> Text passage:
"""
(Excerpts)
To: c-news@world.std.com
Subject: Balanced Budget Quotes 1790 to 1992
From: xxx@yyy.com (Rey Moloney)
Date: Tue, 6 Dec 94 03:15:00 -0600
Balanced Budget Quotes
"I consider the fortunes of our republic as depending . . . on
the extinguish of the public debt before we engage in any war.
. . . If the debt should once more be swelled to a formidable
size, its entire discharge will be despaired of, and we shall
be committed to the English career of debt, corruption and
rottenness, closing with revolution."
Thomas Jefferson
To Gallatin
1809
"I am not among those who fear the people. They, and not the
rich, are our dependence for continued freedom. And to
preserve their independence, we must not let our rulers load
us with perpetual debt. We must make our election between
economy and liberty, or profusion and servitude.
Thomas Jefferson
To S. Kercheval
1816
"If I could add one amendment to the Constitution, it would be
to prohibit the Federal Government from borrowing funds. . .
. We should consider ourselves unauthorized to saddle
posterity with our debts and morally bound to pay them
ourselves."
Thomas Jefferson
"I wish it were possible to obtain a single amendment to our
Constitution. I would be willing to depend on that alone for
the reduction of the administration of our government to the
genuine principles of its Constitution; I mean an additional
article, taking from the federal government the power of
borrowing."
Thomas Jefferson
Letter to John Taylor
November 26, 1798
"The question whether one generation has the right to bind
another by the deficit it imposes is a question of such
fundamental importance as to place it among the fundamental
principles of government. We should consider ourselves
unauthorized to saddle posterity with our debts, and morally
bound to pay them ourselves. . . "
Thomas Jefferson
". . . As a very important source of strength and security,
cherish public credit. One method of preserving it is to use
it as sparingly as possible. . . . not ungenerously throwing
upon posterity the burden which we ourselves ought to bear."
George Washington
Farewell Address
September 19, 1796
". . . an adequate provision for the support of the public
credit is a matter of high importance to the national honor
and prosperity."
George Washington
To the House of Representatives
January 8, 1790
"The basis of our political system is the right of the people
to make and to alter their constitutions of government."
George Washington
Farewell Address
September, 1796
"I go on the principle that a public debt is a public curse,
and in a Republican Government a greater curse than in any
other."
"""
> Tasks:
**a)** In the balanced budget quotes, what single amendment does the November 26, 1798 letter to John Taylor propose adding to the Constitution?
**b)** Translate this sentence from the balanced budget quotes into Spanish: "I am not among those who fear the people."

> Recorded information:
"""
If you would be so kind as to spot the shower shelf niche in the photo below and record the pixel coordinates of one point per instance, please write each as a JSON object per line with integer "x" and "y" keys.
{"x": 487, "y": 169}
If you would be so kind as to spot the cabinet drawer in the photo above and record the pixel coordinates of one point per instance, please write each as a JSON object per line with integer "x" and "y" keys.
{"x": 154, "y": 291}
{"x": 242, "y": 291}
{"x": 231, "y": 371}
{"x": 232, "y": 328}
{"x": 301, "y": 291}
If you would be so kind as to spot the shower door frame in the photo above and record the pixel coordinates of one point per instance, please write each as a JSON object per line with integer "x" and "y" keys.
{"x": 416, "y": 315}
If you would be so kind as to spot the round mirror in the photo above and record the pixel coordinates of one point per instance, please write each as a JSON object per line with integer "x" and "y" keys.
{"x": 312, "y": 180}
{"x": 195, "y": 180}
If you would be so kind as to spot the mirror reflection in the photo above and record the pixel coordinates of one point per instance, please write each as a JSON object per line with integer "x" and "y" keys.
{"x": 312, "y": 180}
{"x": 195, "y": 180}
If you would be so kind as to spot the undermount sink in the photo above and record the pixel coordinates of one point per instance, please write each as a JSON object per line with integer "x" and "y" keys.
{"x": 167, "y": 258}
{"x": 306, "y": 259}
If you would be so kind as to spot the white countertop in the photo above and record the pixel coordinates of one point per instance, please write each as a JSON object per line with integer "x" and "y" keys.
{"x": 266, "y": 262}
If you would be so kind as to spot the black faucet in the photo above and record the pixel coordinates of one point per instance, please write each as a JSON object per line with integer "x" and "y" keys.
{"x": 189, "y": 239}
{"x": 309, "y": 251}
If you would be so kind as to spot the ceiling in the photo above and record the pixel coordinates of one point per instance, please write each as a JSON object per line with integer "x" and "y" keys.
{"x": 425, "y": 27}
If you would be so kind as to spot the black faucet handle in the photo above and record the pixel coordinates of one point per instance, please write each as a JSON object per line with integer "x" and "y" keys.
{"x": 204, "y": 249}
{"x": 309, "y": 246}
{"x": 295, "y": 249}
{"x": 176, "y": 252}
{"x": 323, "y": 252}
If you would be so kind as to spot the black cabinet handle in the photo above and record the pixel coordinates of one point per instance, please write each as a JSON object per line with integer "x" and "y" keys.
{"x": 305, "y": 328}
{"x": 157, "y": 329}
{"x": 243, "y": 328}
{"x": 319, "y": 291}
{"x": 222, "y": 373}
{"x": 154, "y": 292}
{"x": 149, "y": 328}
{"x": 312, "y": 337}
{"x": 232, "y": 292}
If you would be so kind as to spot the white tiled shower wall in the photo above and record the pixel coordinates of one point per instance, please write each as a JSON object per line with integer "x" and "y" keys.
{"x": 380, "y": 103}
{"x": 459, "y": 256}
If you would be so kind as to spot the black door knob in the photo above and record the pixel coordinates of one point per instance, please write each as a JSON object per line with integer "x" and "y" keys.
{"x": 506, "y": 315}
"""
> Outputs in order:
**a)** An additional article taking from the federal government the power of borrowing.

**b)** No estoy entre quienes temen al pueblo.